Exercise passage:
===

Paediatrics Publications

Title

The Efficacy of a Health Promotion Intervention for Indigenous Women: Reclaiming Our Spirits

Document Type

Article

Publication Date

7-1-2021

Journal

Journal of Interpersonal Violence

Volume

36

Issue

13-14

First Page

NP7086

Last Page

NP7116

URL with Digital Object Identifier

10.1177/0886260518820818

Abstract

Indigenous women globally are subjected to high rates of multiple forms of violence, including intimate partner violence (IPV), yet there is often a mismatch between available services and Indigenous women’s needs and there are few evidence-based interventions specifically designed for this group. Building on an IPV-specific intervention (Intervention for Health Enhancement After Leaving [iHEAL]), “Reclaiming Our Spirits” (ROS) is a health promotion intervention developed to address this gap. Offered over 6 to 8 months in a partnership between nurses and Indigenous Elders, nurses worked individually with women focusing on six areas for health promotion and integrated health-related workshops within weekly Circles led by an Indigenous Elder. The efficacy of ROS in improving women’s quality of life and health was examined in a community sample of 152 Indigenous women living in highly marginalizing conditions in two Canadian cities. Participants completed standard self-report measures of primary (quality of life, trauma symptoms) and secondary outcomes (depressive symptoms, social support, mastery, personal agency, interpersonal agency, chronic pain disability) at three points: preintervention (T1), postintervention (T2), and 6 months later (T3). In an intention-to-treat (ITT) analysis, Generalized Estimating Equations (GEE) were used to examine hypothesized changes in outcomes over time. As hypothesized, women’s quality of life and trauma symptoms improved significantly pre- to postintervention and these changes were maintained 6 months later. Similar patterns of improvement were noted for five of six secondary outcomes, although improvements in interpersonal agency were not maintained at T3. Chronic pain disability did not change over time. Within a context of extreme poverty, structural violence, and high levels of trauma and substance use, some women enrolled but were unable to participate. Despite the challenging circumstances in the women’s lives, these findings suggest that this intervention has promise and can be effectively tailored to the specific needs of Indigenous women.

===

According to the Reclaiming Our Spirits abstract, why was the intervention developed? Answer in one to three sentences.

===

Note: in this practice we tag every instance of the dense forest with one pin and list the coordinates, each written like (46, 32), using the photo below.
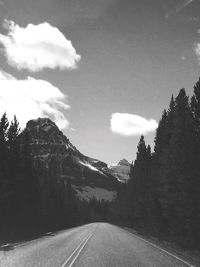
(23, 211)
(162, 196)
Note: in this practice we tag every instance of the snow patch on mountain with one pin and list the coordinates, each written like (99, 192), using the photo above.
(121, 171)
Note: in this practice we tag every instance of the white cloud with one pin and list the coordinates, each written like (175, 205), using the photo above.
(36, 47)
(30, 99)
(130, 124)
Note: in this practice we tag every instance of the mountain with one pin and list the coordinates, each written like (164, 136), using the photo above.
(121, 171)
(58, 162)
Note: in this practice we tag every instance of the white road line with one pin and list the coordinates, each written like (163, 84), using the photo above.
(80, 250)
(167, 252)
(76, 249)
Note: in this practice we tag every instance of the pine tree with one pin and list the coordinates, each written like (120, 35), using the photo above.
(3, 146)
(139, 185)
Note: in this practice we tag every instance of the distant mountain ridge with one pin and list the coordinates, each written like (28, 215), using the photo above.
(57, 160)
(121, 171)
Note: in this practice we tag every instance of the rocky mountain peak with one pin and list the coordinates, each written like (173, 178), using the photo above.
(57, 162)
(43, 130)
(123, 162)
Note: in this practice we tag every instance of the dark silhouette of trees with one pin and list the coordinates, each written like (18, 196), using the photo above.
(162, 195)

===

Reply to the task:
Reclaiming Our Spirits was developed to address a gap. Indigenous women face high rates of multiple forms of violence, including intimate partner violence. Yet available services often do not match their needs, and few evidence-based interventions are designed specifically for them.